People with diabetes should consult with a dietitian about proper diet.
People with diabetes can also use the diabetes food pyramid, which consists of six sections for food groups. Eat some foods from each group each day. The number of servings you should have each day from these six groups varies depending on your goals, and caloric and nutrition needs.
Fats, sweets, and alcohol do not have to be eliminated from your diet, but they must be consumed in moderation. If you drink alcohol, you must also be careful of low blood sugar reactions.
People with diabetes who have frequent hypoglycemia can carry around sweets to counteract hypoglycemia if their glucose starts to drop, according to the American Medical Association. Fruit juice, raisins, candy, or a glass of milk can work as well as fast-acting glucose tablets at raising sugar levels within about 10 to 15 minutes.
Exercise lowers glucose levels and boosts the body's sensitivity to insulin, countering the insulin resistance common to type 2 diabetes.
Even though people with either type of diabetes benefit from exercise, people with type 2 diabetes gain greatly because of their disease's relationship to obesity. Exercise consumes glucose and forces cells to draw on the glucose stored in the liver and muscles.

▸ **Set of tasks**:
1/ From the passage on diabetes diet and exercise, return the text from "Fats, sweets, and" up to and including "type 2 diabetes.".
2/ According to the passage on diabetes diet and exercise, is each of these statements true? Answer yes or no for each and quote the words that decide it. (a) The diabetes food pyramid has six sections for food groups. (b) People with diabetes must cut fats, sweets, and alcohol out of their diet. (c) Exercise raises glucose levels.

Records from a data source
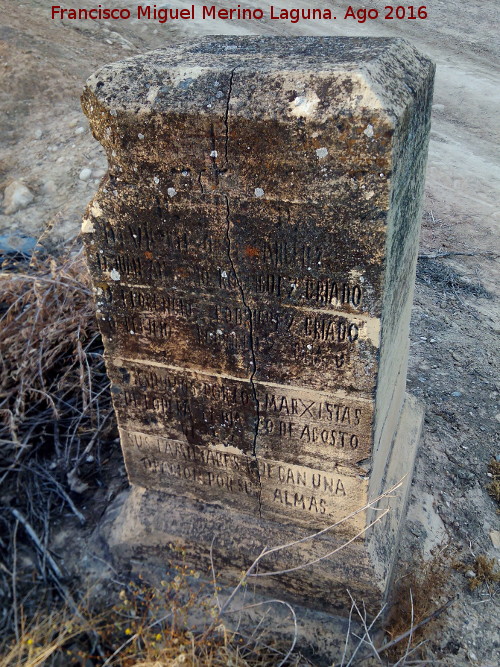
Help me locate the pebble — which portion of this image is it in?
[490,530,500,549]
[78,167,92,181]
[3,181,35,215]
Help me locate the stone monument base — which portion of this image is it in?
[101,394,423,616]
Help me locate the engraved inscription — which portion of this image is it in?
[109,360,373,470]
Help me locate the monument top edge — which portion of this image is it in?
[86,35,434,120]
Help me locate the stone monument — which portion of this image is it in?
[82,37,434,610]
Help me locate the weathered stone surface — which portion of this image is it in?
[82,37,433,612]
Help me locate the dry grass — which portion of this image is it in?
[0,248,114,638]
[386,550,450,664]
[469,554,500,591]
[0,248,308,667]
[0,564,302,667]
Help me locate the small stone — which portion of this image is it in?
[3,181,35,215]
[490,530,500,549]
[78,167,92,181]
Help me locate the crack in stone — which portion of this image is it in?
[224,67,262,517]
[224,67,237,167]
[224,195,262,517]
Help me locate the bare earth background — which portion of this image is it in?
[0,0,500,665]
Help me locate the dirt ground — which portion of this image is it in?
[0,0,500,666]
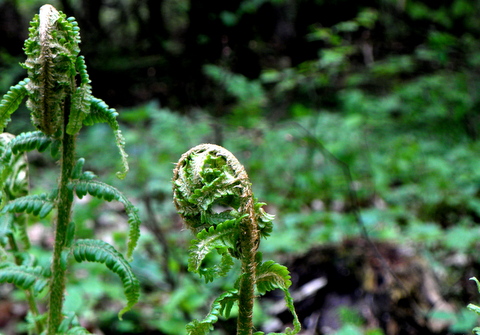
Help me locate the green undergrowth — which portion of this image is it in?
[67,90,480,334]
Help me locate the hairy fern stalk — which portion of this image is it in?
[0,5,140,335]
[173,144,300,335]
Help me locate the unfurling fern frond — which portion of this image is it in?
[256,261,292,294]
[72,240,140,320]
[67,56,92,135]
[0,133,29,202]
[70,179,141,260]
[23,5,80,136]
[173,144,300,335]
[57,312,91,335]
[0,263,48,295]
[83,97,129,179]
[188,220,238,276]
[0,79,30,133]
[256,260,301,335]
[1,131,52,160]
[65,326,92,335]
[1,193,55,219]
[186,290,238,335]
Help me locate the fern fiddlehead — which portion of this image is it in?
[0,5,140,335]
[173,144,300,335]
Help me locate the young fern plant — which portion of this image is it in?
[173,144,300,335]
[0,5,140,335]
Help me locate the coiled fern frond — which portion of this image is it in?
[173,144,300,335]
[72,239,140,320]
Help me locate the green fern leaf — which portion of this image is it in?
[23,5,80,136]
[65,326,92,335]
[3,131,52,155]
[256,262,301,335]
[0,78,30,133]
[0,263,48,295]
[1,194,55,219]
[57,312,91,335]
[67,56,92,135]
[70,180,141,260]
[186,290,238,335]
[72,240,140,320]
[256,261,292,294]
[188,219,238,280]
[83,97,129,179]
[0,133,29,203]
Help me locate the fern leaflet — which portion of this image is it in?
[70,179,141,260]
[186,290,238,335]
[188,219,238,276]
[0,78,30,133]
[83,97,129,179]
[72,240,140,320]
[0,263,48,295]
[1,193,55,219]
[256,261,292,294]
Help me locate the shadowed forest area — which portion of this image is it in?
[0,0,480,335]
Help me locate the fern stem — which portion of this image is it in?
[47,127,75,335]
[7,234,44,334]
[237,197,259,335]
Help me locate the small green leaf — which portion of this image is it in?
[73,240,140,320]
[70,179,141,260]
[1,194,55,218]
[0,79,30,133]
[186,290,238,335]
[0,263,47,295]
[470,277,480,293]
[83,97,129,179]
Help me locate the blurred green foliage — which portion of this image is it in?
[0,0,480,335]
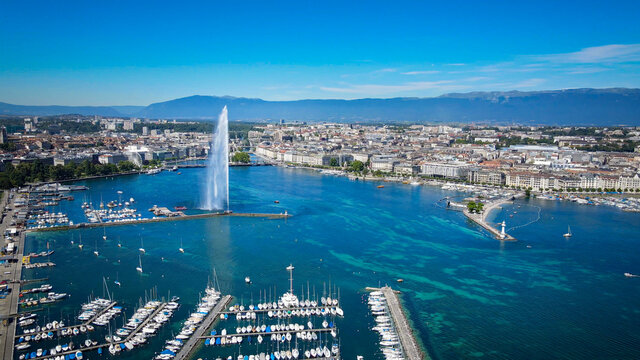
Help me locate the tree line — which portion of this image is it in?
[0,160,138,189]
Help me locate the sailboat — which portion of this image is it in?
[136,255,142,274]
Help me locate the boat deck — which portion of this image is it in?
[174,295,232,360]
[367,286,430,360]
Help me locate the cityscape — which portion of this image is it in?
[0,1,640,360]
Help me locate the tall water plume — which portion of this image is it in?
[202,106,229,210]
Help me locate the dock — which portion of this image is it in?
[174,295,231,360]
[26,212,292,232]
[462,199,517,241]
[367,286,430,360]
[0,217,25,359]
[15,301,116,339]
[200,328,333,340]
[42,302,167,356]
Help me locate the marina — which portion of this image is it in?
[7,167,637,360]
[367,286,430,360]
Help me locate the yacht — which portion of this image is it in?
[136,255,142,274]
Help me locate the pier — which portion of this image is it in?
[41,302,167,356]
[200,328,333,340]
[462,199,516,241]
[0,211,25,359]
[174,295,231,360]
[366,286,430,360]
[15,301,116,339]
[26,212,292,232]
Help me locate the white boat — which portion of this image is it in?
[136,255,142,274]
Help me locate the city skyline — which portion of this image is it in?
[0,2,640,105]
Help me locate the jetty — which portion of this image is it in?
[462,199,516,241]
[174,295,231,360]
[27,211,292,232]
[45,302,167,356]
[366,286,430,360]
[0,200,25,359]
[15,301,116,339]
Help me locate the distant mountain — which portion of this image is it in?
[0,88,640,126]
[138,88,640,125]
[0,102,144,116]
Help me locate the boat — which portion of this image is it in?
[136,255,142,274]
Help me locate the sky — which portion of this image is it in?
[0,0,640,105]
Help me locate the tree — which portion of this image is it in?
[467,201,476,212]
[231,151,251,164]
[118,161,138,172]
[351,160,364,172]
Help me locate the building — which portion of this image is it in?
[0,126,9,144]
[467,168,506,185]
[421,162,470,179]
[24,118,36,132]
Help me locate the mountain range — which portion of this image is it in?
[0,88,640,126]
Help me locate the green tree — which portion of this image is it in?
[231,151,251,164]
[351,160,364,172]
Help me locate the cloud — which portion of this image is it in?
[320,80,460,95]
[401,70,440,75]
[373,68,398,74]
[510,79,547,89]
[534,44,640,64]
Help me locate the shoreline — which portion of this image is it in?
[25,212,293,233]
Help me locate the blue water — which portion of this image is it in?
[24,167,640,359]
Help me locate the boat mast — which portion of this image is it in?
[287,264,294,295]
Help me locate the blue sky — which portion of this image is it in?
[0,0,640,105]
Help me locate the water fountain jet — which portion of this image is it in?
[201,106,229,210]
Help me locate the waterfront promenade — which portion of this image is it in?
[0,191,25,359]
[27,212,292,232]
[462,199,516,241]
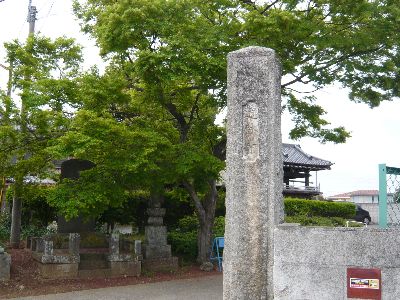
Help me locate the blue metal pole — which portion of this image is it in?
[379,164,388,228]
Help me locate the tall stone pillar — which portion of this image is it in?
[223,47,283,300]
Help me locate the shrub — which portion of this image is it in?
[168,216,225,261]
[284,198,356,219]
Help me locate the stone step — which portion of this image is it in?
[78,268,112,278]
[79,253,110,270]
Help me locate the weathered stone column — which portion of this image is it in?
[223,47,283,300]
[0,247,11,282]
[68,233,81,256]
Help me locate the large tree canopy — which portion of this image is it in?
[0,35,81,247]
[75,0,400,142]
[61,0,400,262]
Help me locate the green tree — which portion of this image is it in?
[0,36,81,247]
[69,0,400,261]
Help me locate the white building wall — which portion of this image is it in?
[350,195,378,203]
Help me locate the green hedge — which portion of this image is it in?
[168,216,225,261]
[284,198,356,219]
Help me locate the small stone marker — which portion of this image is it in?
[223,47,283,300]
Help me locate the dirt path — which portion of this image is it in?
[0,249,221,299]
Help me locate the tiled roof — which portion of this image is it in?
[329,190,379,198]
[282,143,333,169]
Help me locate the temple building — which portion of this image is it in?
[282,143,333,199]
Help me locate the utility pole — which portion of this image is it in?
[10,0,37,248]
[27,0,37,35]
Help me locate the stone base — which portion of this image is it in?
[38,262,78,279]
[0,252,11,282]
[143,244,171,259]
[78,261,142,278]
[142,256,179,272]
[110,261,142,276]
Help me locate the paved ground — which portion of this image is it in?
[18,275,222,300]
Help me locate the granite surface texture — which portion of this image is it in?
[223,47,283,300]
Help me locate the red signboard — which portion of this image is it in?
[347,268,382,300]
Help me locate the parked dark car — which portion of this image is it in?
[354,205,371,224]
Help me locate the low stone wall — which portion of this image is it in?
[358,203,400,224]
[274,224,400,300]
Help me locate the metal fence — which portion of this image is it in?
[379,164,400,228]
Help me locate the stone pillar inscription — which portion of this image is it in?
[223,47,283,300]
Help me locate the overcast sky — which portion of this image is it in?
[0,0,400,196]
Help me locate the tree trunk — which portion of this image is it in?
[197,213,214,264]
[10,177,23,249]
[183,180,218,263]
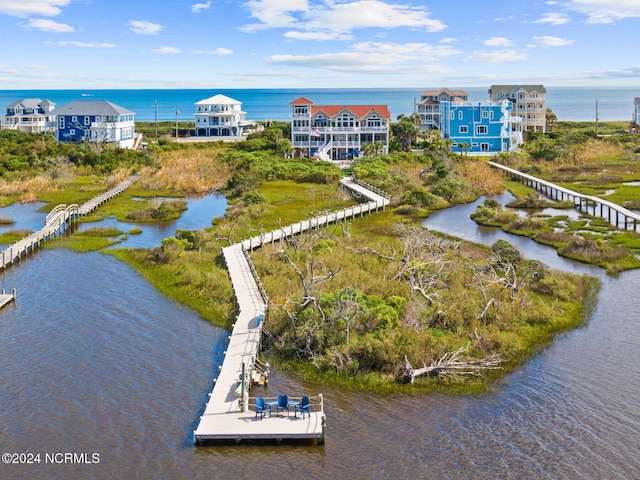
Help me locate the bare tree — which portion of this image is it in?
[399,342,502,383]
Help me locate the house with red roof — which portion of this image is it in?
[290,97,391,161]
[416,88,469,130]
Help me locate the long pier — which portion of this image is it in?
[0,175,138,269]
[488,162,640,232]
[193,177,390,445]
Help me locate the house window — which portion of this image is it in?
[367,117,382,127]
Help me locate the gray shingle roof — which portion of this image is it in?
[51,100,133,115]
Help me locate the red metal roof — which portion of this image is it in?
[289,97,313,105]
[311,105,391,118]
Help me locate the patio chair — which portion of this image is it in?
[293,397,311,418]
[256,397,271,420]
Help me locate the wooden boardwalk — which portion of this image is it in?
[488,162,640,232]
[0,288,16,308]
[193,177,389,444]
[0,175,138,269]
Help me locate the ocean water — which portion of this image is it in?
[0,86,640,122]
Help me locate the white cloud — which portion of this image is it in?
[191,2,211,13]
[244,0,447,34]
[44,41,116,48]
[149,47,181,54]
[27,18,75,33]
[267,42,461,73]
[533,35,575,47]
[466,49,529,63]
[283,30,353,41]
[306,0,447,32]
[567,0,640,23]
[483,37,513,47]
[129,20,164,35]
[193,48,238,55]
[243,0,309,31]
[353,42,462,62]
[533,13,569,25]
[0,0,71,17]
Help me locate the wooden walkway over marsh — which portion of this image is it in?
[488,162,640,232]
[193,177,390,444]
[0,175,138,269]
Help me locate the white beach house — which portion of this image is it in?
[195,94,256,137]
[0,98,56,133]
[290,97,391,160]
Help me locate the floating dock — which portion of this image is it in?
[193,177,389,445]
[0,288,16,308]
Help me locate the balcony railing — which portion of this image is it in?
[292,126,389,135]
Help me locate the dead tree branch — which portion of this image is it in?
[401,342,502,383]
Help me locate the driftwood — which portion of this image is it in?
[400,342,502,383]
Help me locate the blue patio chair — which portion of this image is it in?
[256,397,271,420]
[293,397,311,418]
[276,395,289,415]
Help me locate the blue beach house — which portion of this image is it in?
[440,99,522,154]
[50,100,140,148]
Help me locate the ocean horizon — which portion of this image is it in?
[0,87,640,122]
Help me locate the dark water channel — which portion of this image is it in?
[0,193,640,480]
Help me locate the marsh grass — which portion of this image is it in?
[104,244,237,330]
[0,230,31,245]
[138,142,231,195]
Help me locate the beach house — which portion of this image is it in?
[51,100,139,148]
[416,88,469,130]
[631,97,640,132]
[290,97,391,160]
[0,98,55,133]
[489,85,547,133]
[440,99,522,154]
[195,94,256,137]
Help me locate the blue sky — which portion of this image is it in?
[0,0,640,90]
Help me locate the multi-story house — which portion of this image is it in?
[489,85,547,133]
[0,98,55,133]
[631,97,640,132]
[196,95,255,137]
[416,88,469,130]
[440,99,522,153]
[51,100,139,148]
[290,97,391,160]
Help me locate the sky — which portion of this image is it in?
[0,0,640,90]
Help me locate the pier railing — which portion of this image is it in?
[488,162,640,232]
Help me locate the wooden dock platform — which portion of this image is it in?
[193,177,389,444]
[0,288,16,308]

▸ **Solutions to each task**:
1/
Fats, sweets, and alcohol do not have to be eliminated from your diet, but they must be consumed in moderation. If you drink alcohol, you must also be careful of low blood sugar reactions.
People with diabetes who have frequent hypoglycemia can carry around sweets to counteract hypoglycemia if their glucose starts to drop, according to the American Medical Association. Fruit juice, raisins, candy, or a glass of milk can work as well as fast-acting glucose tablets at raising sugar levels within about 10 to 15 minutes.
Exercise lowers glucose levels and boosts the body's sensitivity to insulin, countering the insulin resistance common to type 2 diabetes.

2/
(a) Yes: "the diabetes food pyramid, which consists of six sections for food groups"
(b) No: "Fats, sweets, and alcohol do not have to be eliminated from your diet"
(c) No: "Exercise lowers glucose levels"